_短い練習問題 1_
箱根への温泉旅行についての文章を読み、次の問いに答えてください。
(a) 冒頭で友人が間に合わなかったロマンスカーは、何時何分発でしたか。
(b) 去年行ってみることにしたのは、どのような場所でしたか。
(c) 今年予約したのは何時発の席でしたか。

_本文抜粋_
朝っぱらから人身事故の影響で友人が足止めを食らってしまい、箱根に向かうロマンスカーの出発時刻に間に合わないという大アクシデント勃発。
八時三十分発なのに八時五十分に現れた友人の第一声は「地獄っす」だった。
「温泉は中止にしてこのまま新宿の街をふらふらしようか」などと、なげやりなことを言いながらも十時四十分発の席を購入し気持ちを切り替え出発した。
どの温泉に浸かるのかは現場に行ってからいつも適当に決める。去年は水着で楽しむ温泉テーマパークという場所に行ってみることにした。
ざっくりとした感想を言うと「ダメな温泉施設があると知ることができたのは財産。つまらなかったという経験が我々を成長させる」だ。
旅というのはスタートでつまずいてしまうと悪い流れが最後まで続いてしまうものなのかもしれない。
そんな去年の経験を踏まえて、今年は七時発の席を予約した。
新年早々の早朝。七時前に人身事故は起きないはずという謎の自信。
スタートは完璧だったのに、まさか帰るときに人身事故が起こるとは……
「この時期は飛び込みたくなるんですかね」と呟く友人の表情は凄く眠たそうだった。

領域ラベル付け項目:
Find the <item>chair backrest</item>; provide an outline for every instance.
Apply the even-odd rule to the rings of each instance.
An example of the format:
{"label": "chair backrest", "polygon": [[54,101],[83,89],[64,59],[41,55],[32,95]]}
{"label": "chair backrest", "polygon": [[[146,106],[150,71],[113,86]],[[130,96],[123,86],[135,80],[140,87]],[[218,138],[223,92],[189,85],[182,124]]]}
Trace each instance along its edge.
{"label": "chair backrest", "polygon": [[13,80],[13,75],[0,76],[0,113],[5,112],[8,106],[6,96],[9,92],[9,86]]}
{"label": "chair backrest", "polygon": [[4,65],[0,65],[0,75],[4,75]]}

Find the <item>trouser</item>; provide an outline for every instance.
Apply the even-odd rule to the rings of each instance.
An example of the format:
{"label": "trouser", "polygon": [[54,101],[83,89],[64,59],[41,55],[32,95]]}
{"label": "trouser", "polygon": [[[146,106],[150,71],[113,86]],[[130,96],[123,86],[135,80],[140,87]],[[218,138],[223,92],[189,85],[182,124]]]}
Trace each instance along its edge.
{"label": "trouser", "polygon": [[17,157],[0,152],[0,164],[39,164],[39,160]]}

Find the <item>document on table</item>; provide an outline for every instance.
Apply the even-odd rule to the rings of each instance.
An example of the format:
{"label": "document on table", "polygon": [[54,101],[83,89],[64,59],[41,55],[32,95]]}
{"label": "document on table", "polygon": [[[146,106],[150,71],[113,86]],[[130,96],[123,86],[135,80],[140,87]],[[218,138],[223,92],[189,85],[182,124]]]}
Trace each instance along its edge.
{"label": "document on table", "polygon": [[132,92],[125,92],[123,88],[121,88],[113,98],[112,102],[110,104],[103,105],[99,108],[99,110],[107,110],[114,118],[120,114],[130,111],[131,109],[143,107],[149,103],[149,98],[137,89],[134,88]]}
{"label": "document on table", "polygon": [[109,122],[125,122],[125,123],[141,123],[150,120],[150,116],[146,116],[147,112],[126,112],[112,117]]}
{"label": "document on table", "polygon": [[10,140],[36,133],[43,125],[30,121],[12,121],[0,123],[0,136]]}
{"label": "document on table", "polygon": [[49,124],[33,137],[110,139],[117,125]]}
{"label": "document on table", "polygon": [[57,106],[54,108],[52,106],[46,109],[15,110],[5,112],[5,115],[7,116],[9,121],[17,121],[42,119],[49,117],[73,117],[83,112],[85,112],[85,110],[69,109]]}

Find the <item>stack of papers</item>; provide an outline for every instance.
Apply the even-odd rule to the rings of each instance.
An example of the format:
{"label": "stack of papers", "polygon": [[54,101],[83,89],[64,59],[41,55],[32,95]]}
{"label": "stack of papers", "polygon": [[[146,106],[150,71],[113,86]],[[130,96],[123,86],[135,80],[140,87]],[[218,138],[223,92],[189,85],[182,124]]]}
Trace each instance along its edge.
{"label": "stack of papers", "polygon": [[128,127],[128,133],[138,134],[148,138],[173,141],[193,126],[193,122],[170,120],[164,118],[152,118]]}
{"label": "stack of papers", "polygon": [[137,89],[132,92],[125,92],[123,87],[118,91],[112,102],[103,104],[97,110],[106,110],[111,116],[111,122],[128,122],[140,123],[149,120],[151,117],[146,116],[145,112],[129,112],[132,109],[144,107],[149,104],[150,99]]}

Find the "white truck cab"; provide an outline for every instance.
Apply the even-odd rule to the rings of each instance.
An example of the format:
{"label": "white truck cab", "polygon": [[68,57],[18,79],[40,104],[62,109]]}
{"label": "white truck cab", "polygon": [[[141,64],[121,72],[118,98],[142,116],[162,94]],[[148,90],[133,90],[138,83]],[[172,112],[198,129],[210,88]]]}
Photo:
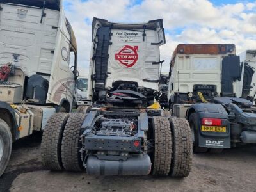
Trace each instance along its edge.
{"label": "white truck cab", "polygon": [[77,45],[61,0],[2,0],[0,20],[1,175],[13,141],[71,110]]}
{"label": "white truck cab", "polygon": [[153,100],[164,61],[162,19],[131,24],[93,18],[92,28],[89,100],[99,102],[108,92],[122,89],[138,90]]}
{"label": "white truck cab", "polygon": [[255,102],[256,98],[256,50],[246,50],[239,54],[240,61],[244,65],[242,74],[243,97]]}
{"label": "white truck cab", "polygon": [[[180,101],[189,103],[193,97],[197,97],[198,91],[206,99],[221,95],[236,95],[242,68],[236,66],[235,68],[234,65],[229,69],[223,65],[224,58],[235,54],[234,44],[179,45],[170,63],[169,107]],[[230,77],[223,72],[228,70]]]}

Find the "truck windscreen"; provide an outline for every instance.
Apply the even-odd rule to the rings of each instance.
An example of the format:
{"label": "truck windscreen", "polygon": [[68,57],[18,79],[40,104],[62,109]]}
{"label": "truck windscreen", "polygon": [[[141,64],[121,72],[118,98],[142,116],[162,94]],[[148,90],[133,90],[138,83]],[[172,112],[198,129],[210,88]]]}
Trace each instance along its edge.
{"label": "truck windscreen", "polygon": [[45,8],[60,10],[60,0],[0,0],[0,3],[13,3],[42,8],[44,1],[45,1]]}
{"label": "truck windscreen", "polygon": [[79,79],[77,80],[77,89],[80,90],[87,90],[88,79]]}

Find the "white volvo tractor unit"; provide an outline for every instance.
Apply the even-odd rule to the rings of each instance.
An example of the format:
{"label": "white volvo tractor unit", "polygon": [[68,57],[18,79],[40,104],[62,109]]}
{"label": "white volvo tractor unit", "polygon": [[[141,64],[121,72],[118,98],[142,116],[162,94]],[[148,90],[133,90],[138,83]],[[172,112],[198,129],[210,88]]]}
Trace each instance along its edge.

...

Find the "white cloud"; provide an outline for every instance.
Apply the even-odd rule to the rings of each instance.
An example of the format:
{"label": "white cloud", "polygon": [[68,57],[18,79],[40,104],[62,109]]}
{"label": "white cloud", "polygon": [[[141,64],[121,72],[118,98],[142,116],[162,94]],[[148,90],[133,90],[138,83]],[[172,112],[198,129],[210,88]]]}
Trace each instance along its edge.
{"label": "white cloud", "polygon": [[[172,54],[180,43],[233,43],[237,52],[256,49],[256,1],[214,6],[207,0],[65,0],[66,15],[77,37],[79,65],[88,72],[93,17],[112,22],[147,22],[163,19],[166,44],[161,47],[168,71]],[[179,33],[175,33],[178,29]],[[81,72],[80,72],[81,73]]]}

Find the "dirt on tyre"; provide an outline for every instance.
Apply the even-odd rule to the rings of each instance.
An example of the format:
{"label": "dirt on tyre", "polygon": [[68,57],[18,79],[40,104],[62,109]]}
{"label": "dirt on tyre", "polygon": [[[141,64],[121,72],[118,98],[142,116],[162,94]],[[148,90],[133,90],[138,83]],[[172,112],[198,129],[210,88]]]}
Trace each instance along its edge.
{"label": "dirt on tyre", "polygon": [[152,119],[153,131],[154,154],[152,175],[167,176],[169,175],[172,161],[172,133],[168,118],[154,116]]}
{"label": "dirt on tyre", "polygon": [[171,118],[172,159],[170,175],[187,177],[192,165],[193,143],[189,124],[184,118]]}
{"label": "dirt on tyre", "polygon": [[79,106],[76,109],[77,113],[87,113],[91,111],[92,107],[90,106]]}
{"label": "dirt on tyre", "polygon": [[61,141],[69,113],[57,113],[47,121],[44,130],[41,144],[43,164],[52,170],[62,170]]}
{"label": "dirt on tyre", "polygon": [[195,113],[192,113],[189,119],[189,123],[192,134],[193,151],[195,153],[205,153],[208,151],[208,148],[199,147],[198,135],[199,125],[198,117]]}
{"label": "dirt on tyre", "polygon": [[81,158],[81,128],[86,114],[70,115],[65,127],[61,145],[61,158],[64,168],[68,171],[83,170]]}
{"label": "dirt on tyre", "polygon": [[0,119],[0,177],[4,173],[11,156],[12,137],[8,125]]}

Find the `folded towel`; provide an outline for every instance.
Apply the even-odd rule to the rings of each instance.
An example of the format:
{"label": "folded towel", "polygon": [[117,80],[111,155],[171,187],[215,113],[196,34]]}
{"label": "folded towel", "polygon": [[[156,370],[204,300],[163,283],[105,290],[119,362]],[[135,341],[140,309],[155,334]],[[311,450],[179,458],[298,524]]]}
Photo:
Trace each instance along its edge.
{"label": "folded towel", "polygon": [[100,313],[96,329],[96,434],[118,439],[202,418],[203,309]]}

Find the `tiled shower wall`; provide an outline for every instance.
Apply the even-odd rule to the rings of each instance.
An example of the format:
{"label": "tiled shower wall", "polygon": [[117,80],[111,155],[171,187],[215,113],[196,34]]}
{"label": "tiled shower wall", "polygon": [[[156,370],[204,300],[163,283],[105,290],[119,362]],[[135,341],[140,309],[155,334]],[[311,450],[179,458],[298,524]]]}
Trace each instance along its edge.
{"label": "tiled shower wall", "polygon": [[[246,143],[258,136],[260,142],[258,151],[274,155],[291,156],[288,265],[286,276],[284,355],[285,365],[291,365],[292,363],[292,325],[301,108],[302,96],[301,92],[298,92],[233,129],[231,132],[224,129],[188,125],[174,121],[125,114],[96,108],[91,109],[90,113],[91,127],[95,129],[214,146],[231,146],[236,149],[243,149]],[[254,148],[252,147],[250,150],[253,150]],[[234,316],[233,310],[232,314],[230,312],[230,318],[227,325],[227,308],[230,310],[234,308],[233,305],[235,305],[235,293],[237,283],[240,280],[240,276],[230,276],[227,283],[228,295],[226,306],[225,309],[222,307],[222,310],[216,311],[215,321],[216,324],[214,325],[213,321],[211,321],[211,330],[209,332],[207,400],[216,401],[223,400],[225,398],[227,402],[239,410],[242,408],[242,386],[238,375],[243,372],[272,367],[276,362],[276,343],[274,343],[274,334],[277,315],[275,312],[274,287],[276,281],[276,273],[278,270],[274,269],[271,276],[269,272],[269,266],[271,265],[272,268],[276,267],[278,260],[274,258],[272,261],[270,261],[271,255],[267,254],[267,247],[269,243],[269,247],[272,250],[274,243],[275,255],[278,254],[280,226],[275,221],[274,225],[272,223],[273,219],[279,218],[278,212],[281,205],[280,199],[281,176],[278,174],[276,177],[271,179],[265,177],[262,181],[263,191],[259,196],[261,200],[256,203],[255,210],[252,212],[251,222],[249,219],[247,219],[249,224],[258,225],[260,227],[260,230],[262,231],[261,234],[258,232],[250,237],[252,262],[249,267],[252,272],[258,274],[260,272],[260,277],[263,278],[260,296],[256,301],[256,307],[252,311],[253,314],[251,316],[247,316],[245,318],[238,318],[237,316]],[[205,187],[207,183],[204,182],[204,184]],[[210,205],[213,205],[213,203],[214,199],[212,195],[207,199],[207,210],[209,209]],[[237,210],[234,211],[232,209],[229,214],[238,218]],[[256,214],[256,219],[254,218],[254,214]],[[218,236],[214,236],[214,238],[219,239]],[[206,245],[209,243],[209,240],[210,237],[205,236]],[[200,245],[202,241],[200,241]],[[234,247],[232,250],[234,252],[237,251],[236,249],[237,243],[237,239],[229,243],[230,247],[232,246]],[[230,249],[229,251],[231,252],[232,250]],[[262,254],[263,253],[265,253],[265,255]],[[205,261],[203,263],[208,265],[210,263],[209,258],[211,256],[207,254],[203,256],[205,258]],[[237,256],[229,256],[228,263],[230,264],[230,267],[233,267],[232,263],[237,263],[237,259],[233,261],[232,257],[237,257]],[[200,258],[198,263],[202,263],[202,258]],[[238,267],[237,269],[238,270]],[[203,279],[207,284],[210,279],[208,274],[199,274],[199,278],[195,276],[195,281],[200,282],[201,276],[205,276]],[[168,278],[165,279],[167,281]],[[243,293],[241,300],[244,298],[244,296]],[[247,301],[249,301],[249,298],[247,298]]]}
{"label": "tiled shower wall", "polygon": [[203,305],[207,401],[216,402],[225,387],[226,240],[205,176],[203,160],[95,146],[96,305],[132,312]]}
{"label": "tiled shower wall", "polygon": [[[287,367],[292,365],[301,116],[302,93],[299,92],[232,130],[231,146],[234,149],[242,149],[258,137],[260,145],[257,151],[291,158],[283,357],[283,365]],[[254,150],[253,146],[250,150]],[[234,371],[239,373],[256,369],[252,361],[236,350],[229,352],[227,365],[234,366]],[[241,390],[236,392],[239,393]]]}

...

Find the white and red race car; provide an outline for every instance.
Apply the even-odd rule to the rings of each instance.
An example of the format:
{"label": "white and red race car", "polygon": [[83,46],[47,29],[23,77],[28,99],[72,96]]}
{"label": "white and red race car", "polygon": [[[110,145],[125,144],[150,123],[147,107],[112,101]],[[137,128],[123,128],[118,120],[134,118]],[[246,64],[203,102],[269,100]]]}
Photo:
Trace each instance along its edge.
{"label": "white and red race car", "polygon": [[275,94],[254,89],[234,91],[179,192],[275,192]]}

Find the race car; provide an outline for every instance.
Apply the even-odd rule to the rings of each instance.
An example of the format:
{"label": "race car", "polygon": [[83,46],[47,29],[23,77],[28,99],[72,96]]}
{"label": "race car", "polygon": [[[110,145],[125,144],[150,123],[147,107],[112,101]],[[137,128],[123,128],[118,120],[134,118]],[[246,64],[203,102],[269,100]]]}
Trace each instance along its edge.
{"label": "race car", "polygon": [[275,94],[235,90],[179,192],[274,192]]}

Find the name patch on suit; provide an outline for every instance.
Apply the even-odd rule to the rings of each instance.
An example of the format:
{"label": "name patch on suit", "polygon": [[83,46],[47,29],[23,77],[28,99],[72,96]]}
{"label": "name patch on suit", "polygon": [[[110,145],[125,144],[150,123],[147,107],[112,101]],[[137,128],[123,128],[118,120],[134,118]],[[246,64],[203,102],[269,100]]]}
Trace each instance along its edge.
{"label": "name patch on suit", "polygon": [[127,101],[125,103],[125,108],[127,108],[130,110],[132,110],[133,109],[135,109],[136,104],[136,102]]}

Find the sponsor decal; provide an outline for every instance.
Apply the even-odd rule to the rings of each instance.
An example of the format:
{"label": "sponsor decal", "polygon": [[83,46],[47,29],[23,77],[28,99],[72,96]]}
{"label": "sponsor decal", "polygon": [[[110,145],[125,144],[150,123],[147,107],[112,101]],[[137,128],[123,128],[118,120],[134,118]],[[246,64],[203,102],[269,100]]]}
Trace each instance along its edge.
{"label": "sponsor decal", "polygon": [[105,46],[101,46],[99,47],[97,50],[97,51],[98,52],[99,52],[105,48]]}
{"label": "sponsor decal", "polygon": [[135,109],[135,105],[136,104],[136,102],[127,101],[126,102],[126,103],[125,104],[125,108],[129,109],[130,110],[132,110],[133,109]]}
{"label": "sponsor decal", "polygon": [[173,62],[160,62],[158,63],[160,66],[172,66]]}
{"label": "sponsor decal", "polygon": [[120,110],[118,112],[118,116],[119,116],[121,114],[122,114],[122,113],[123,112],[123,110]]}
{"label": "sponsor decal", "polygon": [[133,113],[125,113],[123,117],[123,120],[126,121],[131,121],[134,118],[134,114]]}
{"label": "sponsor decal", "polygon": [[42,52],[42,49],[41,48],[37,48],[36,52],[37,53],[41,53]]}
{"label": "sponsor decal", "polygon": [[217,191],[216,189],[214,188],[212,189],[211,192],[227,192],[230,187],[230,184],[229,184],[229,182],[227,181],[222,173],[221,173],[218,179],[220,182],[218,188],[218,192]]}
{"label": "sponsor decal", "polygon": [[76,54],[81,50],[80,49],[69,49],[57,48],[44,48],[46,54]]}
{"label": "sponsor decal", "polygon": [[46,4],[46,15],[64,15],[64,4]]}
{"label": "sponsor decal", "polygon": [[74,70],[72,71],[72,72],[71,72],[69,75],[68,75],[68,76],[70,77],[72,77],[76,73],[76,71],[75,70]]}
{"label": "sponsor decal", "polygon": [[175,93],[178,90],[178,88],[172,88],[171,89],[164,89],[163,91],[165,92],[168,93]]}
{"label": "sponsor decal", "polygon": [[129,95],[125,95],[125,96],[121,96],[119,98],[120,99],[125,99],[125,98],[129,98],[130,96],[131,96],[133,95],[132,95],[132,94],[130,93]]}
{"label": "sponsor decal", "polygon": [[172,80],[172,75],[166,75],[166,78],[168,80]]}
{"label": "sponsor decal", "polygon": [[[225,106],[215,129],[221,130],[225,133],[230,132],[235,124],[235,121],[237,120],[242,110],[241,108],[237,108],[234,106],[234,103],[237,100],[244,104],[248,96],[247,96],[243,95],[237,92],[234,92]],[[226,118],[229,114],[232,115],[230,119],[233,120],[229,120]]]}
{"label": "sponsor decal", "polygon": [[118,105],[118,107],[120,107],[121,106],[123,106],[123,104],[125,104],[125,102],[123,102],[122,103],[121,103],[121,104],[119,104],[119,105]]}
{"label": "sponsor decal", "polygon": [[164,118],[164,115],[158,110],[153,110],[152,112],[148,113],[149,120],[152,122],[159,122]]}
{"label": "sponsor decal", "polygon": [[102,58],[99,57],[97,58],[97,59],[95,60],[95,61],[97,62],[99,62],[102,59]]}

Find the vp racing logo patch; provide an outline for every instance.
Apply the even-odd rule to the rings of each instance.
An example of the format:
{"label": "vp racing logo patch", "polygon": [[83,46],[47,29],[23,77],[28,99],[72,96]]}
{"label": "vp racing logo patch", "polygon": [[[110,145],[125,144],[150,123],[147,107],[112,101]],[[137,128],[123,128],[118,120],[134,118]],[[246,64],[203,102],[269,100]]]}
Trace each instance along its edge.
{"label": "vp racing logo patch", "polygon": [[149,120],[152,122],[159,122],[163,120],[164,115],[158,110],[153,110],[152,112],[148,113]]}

_短い練習問題 2_
記録の中から、文字列「folded」を含む行をすべて書き写して報告してください。大文字と小文字は区別します。

_課題の結果 1_
(a) 八時三十分発です。
(b) 水着で楽しむ温泉テーマパークです。
(c) 七時発の席です。

_課題の結果 2_
Find the `folded towel`; provide an outline for every instance.
{"label": "folded towel", "polygon": [[117,80],[111,155],[171,187],[215,113],[196,34]]}
{"label": "folded towel", "polygon": [[[156,370],[204,300],[163,283],[105,290],[119,362]],[[135,341],[140,309],[155,334]],[[311,450],[179,458],[298,524]]]}
{"label": "folded towel", "polygon": [[100,313],[96,329],[96,434],[118,439],[202,418],[203,309]]}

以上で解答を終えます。